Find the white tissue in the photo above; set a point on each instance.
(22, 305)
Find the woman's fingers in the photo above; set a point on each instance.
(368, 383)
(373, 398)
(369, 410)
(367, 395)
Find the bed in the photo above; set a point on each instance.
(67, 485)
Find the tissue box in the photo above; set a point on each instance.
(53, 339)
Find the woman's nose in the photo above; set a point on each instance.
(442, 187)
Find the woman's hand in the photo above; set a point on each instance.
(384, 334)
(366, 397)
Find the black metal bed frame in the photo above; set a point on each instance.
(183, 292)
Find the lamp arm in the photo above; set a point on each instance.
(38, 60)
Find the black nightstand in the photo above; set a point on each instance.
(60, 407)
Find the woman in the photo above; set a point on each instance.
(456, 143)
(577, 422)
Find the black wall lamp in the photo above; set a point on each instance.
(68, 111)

---

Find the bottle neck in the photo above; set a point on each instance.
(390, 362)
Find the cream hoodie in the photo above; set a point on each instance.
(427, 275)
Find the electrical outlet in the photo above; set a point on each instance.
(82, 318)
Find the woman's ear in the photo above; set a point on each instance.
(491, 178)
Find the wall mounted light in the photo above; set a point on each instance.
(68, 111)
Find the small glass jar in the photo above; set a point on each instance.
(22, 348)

▸ The exercise
Count the lines of the data above that contain the string "tissue" with matching case, and give only that number.

▸ Response to this task
2